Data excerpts
Content starts

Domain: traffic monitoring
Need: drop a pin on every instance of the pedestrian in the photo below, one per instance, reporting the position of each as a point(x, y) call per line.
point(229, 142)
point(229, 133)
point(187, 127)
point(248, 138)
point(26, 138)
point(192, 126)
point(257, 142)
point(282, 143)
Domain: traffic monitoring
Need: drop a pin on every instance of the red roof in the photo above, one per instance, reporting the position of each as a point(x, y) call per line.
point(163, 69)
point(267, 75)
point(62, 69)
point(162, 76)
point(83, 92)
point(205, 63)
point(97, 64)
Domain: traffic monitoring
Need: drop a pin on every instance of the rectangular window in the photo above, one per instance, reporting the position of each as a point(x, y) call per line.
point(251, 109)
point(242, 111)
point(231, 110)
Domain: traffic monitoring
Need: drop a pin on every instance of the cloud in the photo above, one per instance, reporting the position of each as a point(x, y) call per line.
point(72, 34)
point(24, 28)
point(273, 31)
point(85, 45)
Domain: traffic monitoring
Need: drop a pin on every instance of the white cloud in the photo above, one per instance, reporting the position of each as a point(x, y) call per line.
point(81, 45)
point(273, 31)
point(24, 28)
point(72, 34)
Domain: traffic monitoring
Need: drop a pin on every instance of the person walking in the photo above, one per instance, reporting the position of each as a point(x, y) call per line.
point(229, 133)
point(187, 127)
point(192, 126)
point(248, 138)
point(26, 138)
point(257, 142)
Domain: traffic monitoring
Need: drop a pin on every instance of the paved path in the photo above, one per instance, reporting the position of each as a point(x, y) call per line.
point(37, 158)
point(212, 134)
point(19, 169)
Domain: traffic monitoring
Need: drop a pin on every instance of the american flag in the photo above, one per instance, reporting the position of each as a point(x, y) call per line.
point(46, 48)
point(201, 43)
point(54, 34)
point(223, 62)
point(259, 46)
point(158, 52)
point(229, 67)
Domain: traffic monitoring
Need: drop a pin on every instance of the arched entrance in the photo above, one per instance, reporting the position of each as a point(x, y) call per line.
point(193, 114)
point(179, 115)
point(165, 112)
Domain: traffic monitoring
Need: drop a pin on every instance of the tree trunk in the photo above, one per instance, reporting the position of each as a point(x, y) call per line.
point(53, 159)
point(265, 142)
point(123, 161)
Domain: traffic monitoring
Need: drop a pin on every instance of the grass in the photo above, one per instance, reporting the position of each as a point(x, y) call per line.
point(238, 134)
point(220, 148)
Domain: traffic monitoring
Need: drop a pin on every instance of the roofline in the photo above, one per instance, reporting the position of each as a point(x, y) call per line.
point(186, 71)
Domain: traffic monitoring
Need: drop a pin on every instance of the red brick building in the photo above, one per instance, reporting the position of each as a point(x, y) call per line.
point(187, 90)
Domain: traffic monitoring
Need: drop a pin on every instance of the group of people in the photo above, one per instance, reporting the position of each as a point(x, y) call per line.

Content ends

## PROBLEM:
Return all of the data precisely as it appears.

## YOUR SOLUTION:
Domain: traffic monitoring
Need: drop a pin on every instance of the pedestrian in the photo below, one per instance, reporting the position of each as a point(x, y) call per line.
point(229, 142)
point(229, 133)
point(187, 127)
point(248, 138)
point(26, 138)
point(192, 126)
point(257, 142)
point(282, 143)
Domain: traffic monitoring
Need: drop a pin on every instance of the red roof in the photo above, one per instance, reporting the position of each as a point(x, y) call per line.
point(163, 69)
point(267, 75)
point(62, 69)
point(162, 76)
point(83, 92)
point(205, 63)
point(97, 64)
Domain: traffic monitoring
Need: drop a pin on every instance of the rectangular window in the photo above, one per instance, reporting the position of each as a point(x, y) call per line.
point(251, 109)
point(242, 111)
point(231, 110)
Domain: traffic monitoring
Need: drop a pin on every instance of the cloud in the photo above, one per instance, reporting the position of each as a point(x, y) call per line.
point(72, 34)
point(24, 28)
point(273, 31)
point(85, 45)
Domain: traffic monitoring
Need: drop a pin on every instance of the white cloud in the photo above, one per instance, reporting the position of each as a point(x, y) call per line.
point(81, 45)
point(273, 31)
point(24, 28)
point(72, 34)
Domain: traffic monitoring
Need: drop a pin on every instance of the person walking in the photo above, one per instance, reporting the position of each as a point(x, y) call per line.
point(229, 133)
point(187, 127)
point(192, 126)
point(248, 138)
point(26, 138)
point(257, 142)
Domain: traffic monitoring
Need: drop a pin on every instance of the paved path in the photo above, one per instance, reporting the position of each as a point(x, y) call per line.
point(37, 158)
point(212, 134)
point(19, 169)
Domain: traffic monitoring
Need: drop a pin on every instance of the american flag in the photo above, one per instance, reporting the position of each as a point(x, y) call per line.
point(46, 48)
point(201, 43)
point(54, 34)
point(223, 62)
point(259, 46)
point(158, 52)
point(229, 67)
Domain: traffic monitoring
Need: drop a pin on every instance of the arched entrance in the photo above, one per instance, reporting the position of each as a point(x, y) call per line.
point(193, 114)
point(179, 115)
point(165, 112)
Domain: traffic monitoring
Need: drop a pin on every instance of the tree trunk in the photo above, one per instance, reporting the position of each as a point(x, y) call per line.
point(53, 159)
point(265, 142)
point(123, 161)
Domain: traffic monitoring
Need: drop a pin on every instance of the grass in the photo above, one per instance, reporting the position of each as a point(x, y) call per line.
point(238, 134)
point(220, 148)
Domain: traffic monitoring
Need: drop a pin on every instance of the roofline in the photo above, one per instance, reporting the position of each as a point(x, y) call per line.
point(186, 71)
Domain: traffic monitoring
Need: drop a pin on every instance of the red brick building in the photo above, one per instance, reporting the position of each as a point(x, y) call per line.
point(187, 90)
Domain: traffic monitoring
Need: drop a pin on every instance of the group of people in the photo above, one per instance, reporting the position of each as a point(x, y) call per line.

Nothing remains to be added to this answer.